## BEGIN SUPPLIED DATA

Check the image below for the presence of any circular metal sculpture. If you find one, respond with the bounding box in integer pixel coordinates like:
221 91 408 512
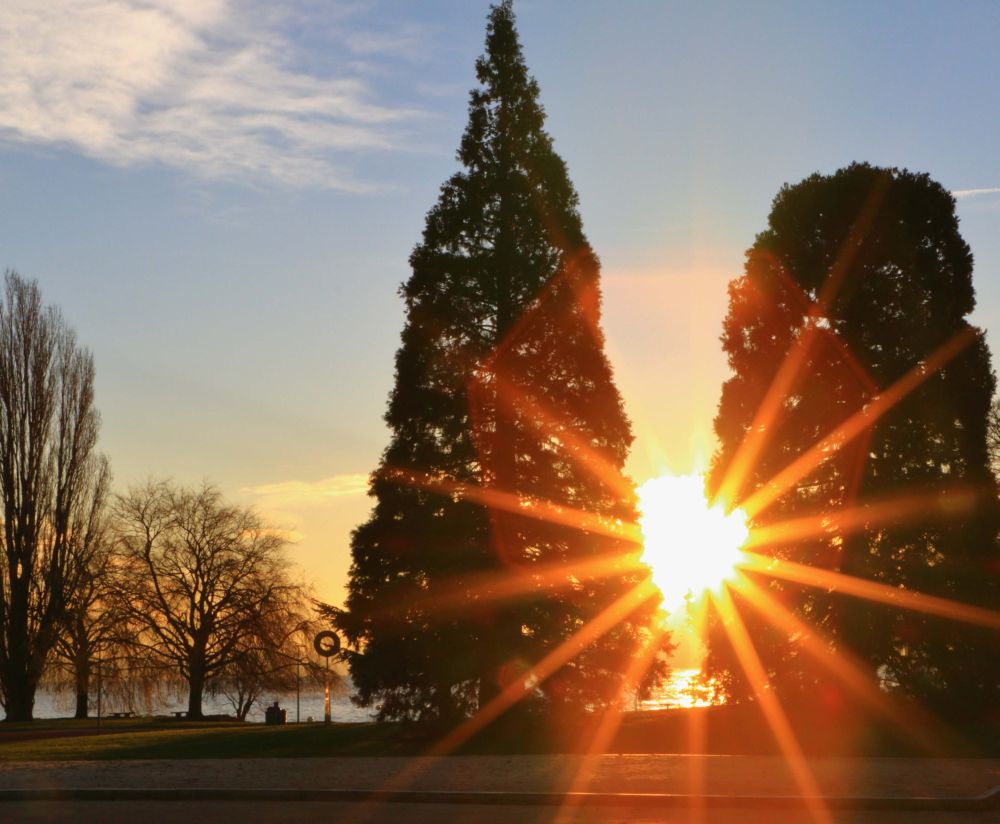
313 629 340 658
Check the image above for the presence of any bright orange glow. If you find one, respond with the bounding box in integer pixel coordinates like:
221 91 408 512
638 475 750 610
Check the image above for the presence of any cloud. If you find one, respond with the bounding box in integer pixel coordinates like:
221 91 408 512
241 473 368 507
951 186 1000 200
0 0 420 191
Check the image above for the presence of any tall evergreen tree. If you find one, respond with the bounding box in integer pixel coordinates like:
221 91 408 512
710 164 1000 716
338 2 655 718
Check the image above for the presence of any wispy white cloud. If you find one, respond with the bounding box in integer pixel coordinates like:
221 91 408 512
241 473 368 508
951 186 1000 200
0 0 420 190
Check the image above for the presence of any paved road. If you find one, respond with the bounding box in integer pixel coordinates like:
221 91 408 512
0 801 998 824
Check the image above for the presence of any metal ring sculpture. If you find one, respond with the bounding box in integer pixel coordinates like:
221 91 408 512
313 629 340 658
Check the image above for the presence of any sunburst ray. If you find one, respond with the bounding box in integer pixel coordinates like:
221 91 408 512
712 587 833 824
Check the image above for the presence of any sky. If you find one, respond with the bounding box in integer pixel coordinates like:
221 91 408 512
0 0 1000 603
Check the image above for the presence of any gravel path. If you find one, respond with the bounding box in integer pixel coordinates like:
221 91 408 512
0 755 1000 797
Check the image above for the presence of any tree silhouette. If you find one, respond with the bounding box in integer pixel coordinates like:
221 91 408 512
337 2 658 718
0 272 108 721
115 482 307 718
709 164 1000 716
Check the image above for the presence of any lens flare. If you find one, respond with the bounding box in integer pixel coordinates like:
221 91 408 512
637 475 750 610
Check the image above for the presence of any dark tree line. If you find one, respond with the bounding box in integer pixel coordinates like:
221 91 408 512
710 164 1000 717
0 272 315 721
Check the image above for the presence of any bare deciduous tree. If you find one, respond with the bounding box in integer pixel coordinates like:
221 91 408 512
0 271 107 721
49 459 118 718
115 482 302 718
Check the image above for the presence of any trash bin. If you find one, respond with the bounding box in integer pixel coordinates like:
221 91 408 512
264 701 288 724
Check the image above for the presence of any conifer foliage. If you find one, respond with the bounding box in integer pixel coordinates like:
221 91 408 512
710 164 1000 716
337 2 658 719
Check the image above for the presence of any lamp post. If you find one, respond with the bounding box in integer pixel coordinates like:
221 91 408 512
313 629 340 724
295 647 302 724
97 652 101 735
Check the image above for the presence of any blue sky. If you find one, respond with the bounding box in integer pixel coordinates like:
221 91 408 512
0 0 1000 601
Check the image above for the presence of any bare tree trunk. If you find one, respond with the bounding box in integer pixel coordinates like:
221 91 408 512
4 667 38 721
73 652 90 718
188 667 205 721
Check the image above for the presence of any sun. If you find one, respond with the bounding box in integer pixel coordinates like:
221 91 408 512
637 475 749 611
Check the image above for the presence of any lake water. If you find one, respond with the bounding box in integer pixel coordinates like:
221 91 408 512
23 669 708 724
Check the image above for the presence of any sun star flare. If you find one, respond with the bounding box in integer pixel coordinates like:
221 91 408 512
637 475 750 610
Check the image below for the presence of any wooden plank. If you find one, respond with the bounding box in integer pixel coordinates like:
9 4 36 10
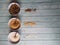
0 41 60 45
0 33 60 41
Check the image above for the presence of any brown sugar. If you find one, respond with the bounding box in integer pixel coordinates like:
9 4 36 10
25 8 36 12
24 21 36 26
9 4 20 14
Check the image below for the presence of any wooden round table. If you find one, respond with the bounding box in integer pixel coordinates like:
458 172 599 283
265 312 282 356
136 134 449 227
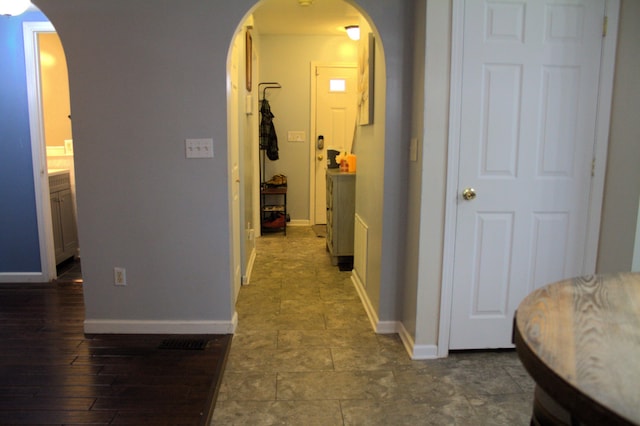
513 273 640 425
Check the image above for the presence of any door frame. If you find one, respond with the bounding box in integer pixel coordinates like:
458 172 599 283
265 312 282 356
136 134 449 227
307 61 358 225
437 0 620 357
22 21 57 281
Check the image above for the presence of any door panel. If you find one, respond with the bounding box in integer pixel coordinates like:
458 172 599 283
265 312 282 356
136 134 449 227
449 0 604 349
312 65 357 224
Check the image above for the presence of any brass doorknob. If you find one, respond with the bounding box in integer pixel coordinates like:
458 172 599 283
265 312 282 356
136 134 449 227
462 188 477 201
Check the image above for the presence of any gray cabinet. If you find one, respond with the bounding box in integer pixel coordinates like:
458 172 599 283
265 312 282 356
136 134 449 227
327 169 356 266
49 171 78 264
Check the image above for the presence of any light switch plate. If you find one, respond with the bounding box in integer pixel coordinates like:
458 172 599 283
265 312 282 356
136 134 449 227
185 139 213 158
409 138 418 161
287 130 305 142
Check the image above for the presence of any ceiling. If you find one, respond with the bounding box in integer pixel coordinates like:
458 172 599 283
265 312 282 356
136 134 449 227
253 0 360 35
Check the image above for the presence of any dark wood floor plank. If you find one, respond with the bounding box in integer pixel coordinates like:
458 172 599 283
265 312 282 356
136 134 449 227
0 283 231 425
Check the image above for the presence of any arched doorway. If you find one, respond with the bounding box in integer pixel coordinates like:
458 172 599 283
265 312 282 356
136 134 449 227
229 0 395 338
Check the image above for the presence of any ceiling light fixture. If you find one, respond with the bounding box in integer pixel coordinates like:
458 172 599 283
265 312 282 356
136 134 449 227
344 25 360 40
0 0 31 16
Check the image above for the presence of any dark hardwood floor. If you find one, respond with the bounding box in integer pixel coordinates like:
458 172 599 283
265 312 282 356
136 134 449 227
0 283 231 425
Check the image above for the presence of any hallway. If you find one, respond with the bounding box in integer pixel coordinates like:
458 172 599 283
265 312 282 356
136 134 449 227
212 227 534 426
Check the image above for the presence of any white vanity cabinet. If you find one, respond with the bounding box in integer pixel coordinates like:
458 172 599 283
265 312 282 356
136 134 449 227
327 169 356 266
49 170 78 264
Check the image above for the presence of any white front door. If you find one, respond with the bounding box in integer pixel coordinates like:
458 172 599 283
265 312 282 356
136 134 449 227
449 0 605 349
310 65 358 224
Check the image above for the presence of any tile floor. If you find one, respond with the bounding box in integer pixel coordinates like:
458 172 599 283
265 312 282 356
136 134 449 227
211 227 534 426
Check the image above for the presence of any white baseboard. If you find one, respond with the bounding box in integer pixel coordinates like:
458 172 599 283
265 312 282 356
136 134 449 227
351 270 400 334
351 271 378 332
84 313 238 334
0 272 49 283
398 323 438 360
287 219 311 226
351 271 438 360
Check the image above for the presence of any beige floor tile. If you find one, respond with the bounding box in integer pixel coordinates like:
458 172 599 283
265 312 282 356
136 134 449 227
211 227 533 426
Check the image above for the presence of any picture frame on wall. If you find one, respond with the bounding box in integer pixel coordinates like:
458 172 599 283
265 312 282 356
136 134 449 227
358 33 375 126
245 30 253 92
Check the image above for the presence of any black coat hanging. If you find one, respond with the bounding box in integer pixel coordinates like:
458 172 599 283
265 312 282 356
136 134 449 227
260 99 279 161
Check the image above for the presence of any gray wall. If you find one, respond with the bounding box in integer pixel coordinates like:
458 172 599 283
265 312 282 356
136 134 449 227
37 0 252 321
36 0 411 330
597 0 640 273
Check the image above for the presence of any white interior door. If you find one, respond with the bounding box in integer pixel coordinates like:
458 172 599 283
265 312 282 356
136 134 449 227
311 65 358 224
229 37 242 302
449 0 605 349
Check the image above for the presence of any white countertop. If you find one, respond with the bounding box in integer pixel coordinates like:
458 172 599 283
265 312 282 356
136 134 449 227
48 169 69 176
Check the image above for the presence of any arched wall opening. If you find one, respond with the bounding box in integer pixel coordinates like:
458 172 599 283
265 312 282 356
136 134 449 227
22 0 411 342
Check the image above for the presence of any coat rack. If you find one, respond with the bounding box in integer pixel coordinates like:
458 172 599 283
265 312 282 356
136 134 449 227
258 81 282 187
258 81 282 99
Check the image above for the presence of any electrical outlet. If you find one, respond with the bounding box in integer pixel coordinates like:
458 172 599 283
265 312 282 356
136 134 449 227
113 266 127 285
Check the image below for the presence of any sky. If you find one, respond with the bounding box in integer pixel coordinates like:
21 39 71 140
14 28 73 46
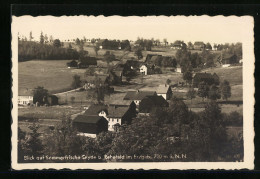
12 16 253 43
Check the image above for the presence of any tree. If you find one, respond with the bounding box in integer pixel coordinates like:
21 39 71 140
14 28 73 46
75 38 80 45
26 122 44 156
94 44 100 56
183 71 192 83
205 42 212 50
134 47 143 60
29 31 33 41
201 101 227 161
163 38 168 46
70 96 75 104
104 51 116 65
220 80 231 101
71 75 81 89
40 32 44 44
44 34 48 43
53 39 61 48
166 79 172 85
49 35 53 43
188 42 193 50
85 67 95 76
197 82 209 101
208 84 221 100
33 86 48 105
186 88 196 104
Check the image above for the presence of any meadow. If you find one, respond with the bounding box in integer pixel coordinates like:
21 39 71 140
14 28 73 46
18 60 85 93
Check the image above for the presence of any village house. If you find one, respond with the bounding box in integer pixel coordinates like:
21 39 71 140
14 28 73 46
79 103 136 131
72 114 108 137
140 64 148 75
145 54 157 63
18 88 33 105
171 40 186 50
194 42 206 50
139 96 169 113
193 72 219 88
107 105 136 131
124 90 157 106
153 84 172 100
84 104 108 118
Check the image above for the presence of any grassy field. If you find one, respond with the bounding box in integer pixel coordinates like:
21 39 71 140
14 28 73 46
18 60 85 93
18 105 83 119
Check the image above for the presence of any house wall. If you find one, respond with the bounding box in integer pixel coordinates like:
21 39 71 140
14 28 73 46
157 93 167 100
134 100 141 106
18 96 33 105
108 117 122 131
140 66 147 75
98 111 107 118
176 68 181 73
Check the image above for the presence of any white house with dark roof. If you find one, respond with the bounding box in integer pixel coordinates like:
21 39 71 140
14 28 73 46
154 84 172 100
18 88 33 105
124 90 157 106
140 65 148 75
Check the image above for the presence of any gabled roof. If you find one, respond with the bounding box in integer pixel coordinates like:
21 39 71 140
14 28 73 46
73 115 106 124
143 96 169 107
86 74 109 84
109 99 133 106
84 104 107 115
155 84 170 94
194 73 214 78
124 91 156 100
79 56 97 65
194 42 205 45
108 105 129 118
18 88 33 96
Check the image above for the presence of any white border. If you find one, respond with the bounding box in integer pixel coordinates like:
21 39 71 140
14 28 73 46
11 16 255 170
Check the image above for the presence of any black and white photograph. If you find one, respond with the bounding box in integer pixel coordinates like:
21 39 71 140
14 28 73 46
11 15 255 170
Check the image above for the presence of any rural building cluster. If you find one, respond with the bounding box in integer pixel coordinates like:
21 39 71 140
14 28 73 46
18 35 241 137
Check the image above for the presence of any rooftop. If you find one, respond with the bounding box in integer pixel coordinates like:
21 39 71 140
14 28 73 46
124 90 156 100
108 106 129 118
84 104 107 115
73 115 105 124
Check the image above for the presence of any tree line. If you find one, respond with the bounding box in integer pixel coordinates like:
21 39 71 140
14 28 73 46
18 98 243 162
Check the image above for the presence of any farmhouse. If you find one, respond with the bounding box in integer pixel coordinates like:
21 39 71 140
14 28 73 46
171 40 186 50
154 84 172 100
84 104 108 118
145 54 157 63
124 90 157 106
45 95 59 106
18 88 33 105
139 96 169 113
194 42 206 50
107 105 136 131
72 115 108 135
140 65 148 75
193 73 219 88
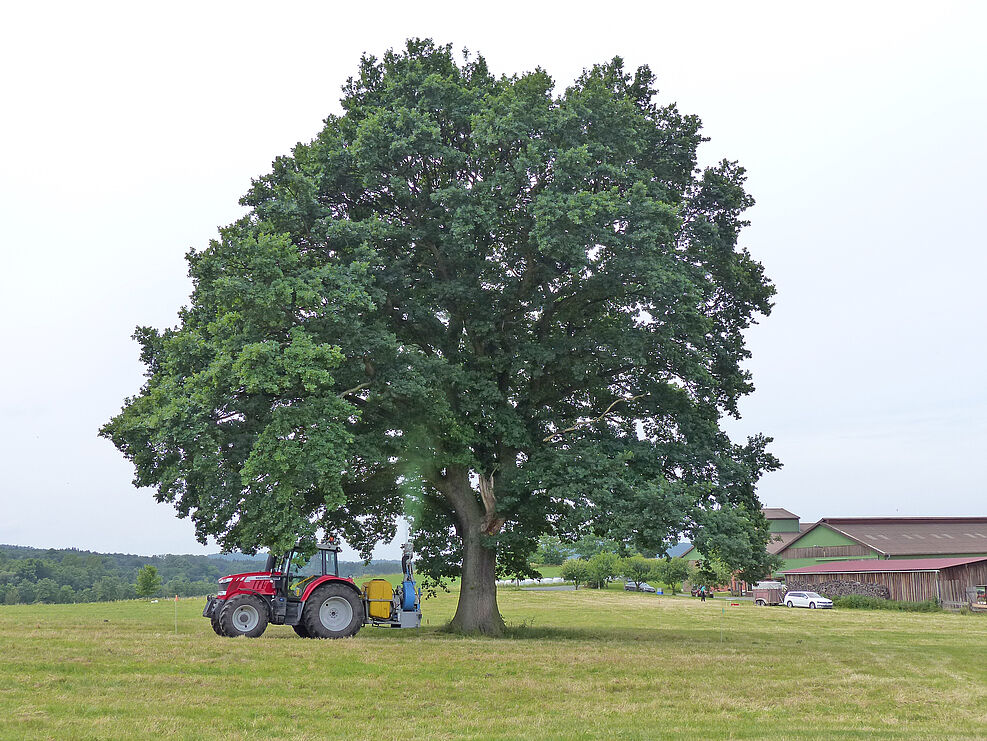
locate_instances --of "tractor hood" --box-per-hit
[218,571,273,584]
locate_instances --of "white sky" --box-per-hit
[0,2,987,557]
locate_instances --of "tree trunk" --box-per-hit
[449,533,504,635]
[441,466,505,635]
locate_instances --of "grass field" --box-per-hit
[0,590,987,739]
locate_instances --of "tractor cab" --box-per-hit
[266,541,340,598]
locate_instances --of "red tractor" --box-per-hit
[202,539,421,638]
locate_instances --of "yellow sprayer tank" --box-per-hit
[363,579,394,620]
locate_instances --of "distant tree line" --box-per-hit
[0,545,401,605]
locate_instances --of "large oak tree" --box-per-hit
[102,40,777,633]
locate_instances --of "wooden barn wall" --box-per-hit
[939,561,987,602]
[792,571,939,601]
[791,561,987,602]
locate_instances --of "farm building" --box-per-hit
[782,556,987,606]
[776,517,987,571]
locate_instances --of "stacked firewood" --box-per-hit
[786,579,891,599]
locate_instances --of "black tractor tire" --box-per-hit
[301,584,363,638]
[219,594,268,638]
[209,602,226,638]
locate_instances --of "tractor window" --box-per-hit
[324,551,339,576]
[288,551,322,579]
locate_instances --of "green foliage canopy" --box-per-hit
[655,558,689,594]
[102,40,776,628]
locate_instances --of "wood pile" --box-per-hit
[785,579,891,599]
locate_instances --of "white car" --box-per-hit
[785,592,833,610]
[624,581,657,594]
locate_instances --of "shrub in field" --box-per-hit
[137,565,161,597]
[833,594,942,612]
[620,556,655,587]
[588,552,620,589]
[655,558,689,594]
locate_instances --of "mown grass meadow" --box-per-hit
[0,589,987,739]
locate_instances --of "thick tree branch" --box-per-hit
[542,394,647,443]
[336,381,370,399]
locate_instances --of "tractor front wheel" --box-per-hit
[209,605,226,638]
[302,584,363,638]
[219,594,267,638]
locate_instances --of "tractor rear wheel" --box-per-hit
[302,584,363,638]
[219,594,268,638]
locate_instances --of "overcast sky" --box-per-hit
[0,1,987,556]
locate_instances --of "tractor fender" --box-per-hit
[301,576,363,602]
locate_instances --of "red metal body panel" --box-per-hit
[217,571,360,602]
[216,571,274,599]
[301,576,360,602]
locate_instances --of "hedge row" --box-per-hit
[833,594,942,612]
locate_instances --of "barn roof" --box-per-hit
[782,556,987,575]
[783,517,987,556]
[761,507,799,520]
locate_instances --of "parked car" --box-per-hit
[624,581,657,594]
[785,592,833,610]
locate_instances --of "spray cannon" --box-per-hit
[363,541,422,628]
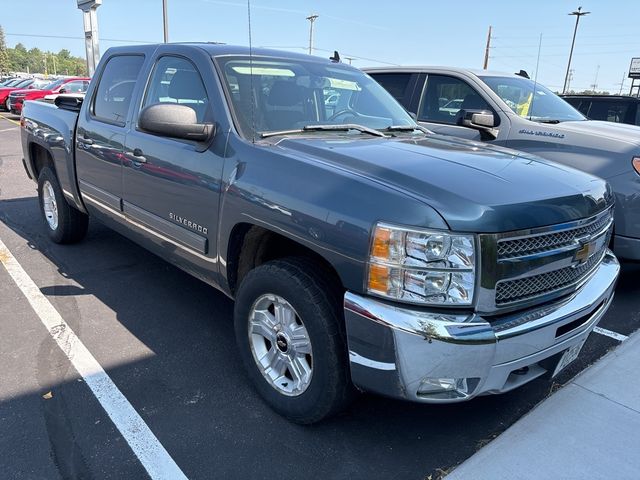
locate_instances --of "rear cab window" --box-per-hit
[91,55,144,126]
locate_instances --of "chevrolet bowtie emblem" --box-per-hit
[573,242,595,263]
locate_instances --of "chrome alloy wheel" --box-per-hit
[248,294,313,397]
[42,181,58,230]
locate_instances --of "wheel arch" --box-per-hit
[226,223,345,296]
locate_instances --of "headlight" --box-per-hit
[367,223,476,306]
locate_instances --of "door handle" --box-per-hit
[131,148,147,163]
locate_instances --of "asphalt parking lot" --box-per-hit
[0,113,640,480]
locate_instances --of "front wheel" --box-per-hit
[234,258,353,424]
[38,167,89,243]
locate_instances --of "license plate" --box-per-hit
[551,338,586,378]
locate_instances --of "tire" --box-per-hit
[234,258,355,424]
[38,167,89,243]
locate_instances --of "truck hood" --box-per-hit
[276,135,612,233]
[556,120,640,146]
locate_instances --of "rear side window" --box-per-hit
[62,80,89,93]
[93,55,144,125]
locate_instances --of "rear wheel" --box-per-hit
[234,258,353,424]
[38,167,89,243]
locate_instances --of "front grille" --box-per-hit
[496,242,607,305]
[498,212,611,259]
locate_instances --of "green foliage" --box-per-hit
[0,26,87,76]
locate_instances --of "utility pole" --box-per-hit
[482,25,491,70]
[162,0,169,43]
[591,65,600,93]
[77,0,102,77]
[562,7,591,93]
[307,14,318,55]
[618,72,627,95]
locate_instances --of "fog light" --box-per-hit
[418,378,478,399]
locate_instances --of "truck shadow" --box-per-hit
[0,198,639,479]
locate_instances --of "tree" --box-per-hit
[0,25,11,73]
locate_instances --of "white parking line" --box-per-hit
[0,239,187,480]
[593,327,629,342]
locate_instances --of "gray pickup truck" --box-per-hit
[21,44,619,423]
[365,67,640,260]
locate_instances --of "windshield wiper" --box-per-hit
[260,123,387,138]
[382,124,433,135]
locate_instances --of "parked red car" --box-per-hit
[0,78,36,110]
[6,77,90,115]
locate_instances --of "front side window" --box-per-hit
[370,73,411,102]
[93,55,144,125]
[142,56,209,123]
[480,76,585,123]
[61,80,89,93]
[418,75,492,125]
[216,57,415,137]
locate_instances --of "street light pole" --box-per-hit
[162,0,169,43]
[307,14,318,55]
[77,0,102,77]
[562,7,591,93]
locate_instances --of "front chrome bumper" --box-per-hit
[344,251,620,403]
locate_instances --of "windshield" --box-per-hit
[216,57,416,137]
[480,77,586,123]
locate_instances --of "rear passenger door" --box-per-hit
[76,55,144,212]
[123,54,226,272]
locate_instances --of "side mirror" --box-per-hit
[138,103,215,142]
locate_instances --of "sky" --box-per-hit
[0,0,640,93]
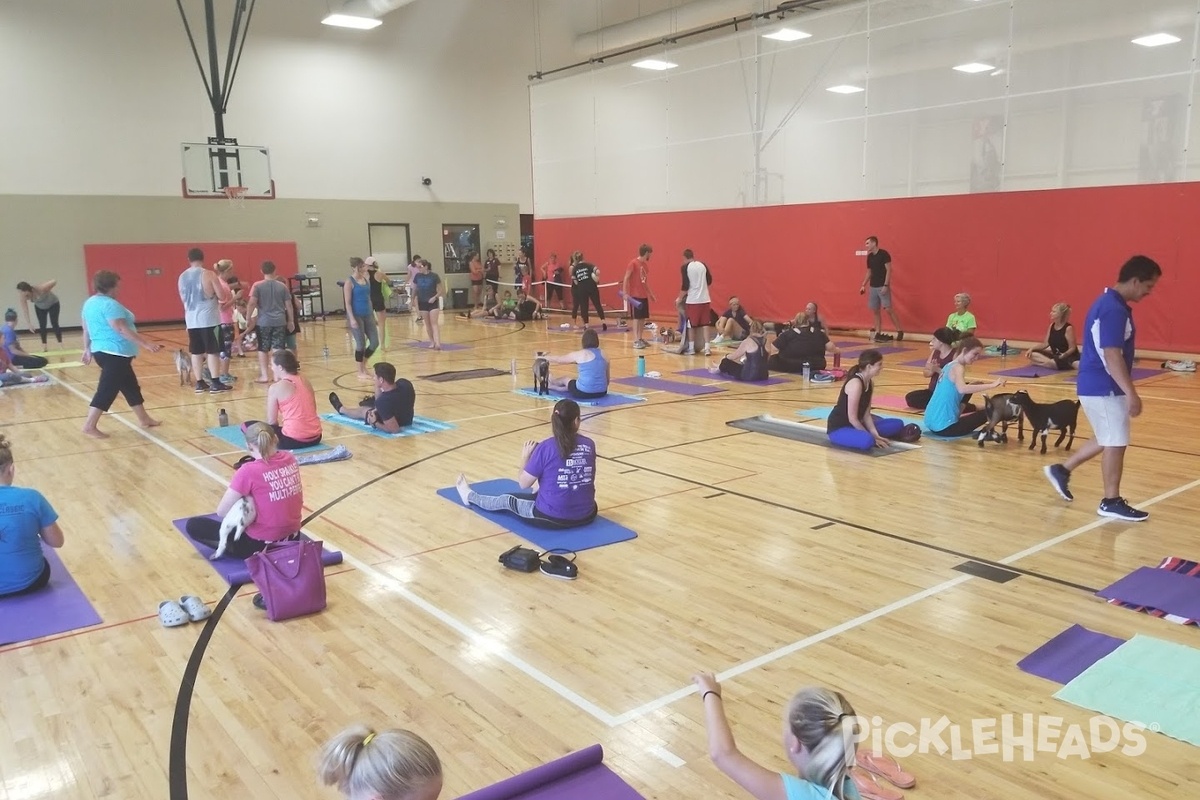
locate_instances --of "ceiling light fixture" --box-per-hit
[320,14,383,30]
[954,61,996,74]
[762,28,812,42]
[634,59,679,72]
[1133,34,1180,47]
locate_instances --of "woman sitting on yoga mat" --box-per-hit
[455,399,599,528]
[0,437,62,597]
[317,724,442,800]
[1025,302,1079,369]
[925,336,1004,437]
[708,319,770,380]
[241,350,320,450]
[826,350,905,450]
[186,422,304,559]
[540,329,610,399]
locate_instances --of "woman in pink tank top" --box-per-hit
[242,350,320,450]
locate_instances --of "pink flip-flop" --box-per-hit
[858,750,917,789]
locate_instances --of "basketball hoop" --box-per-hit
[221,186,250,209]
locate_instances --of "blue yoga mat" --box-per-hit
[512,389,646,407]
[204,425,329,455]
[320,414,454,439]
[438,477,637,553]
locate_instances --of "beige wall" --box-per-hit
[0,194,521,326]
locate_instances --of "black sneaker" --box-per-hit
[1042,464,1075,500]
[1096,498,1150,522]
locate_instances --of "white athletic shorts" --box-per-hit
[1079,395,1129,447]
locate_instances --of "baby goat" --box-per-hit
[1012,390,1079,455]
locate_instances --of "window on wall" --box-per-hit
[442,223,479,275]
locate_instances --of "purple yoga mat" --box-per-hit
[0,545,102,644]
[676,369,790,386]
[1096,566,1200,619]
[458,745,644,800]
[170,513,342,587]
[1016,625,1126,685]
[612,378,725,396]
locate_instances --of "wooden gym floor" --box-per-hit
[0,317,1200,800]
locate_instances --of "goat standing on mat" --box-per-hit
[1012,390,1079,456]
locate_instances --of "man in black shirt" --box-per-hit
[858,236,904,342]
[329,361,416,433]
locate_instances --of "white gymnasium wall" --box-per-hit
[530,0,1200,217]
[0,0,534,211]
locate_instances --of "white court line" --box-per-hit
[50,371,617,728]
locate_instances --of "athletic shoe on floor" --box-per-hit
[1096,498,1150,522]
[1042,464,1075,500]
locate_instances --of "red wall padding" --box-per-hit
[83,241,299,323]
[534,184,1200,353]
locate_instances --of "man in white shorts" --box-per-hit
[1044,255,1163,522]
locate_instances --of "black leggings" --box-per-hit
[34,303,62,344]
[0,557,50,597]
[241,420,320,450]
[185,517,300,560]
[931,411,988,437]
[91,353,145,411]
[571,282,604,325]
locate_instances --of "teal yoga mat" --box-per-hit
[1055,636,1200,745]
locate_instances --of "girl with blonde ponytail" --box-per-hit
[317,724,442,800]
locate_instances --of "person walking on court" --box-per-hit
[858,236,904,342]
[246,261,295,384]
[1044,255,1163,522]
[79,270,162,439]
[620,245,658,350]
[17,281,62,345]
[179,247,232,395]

## END SUPPLIED DATA

§ **GIVEN REQUEST**
Can you format the entries above, from the line containing "Check the image above for the presence of any lamp" through the line containing "97 652 101 735", as a Markdown table with a Row column and an Entry line column, leaving out any blank lines?

§ **EXERCISE RESULT**
| Row | Entry line |
|---|---|
| 1 | Check the image above for the presence of any lamp post. If you find one, respond with the bounding box in integer pixel coordinates like: |
| 2 | 221 91 408 512 |
| 3 | 313 629 340 724 |
| 4 | 295 647 302 724 |
| 5 | 97 652 101 735 |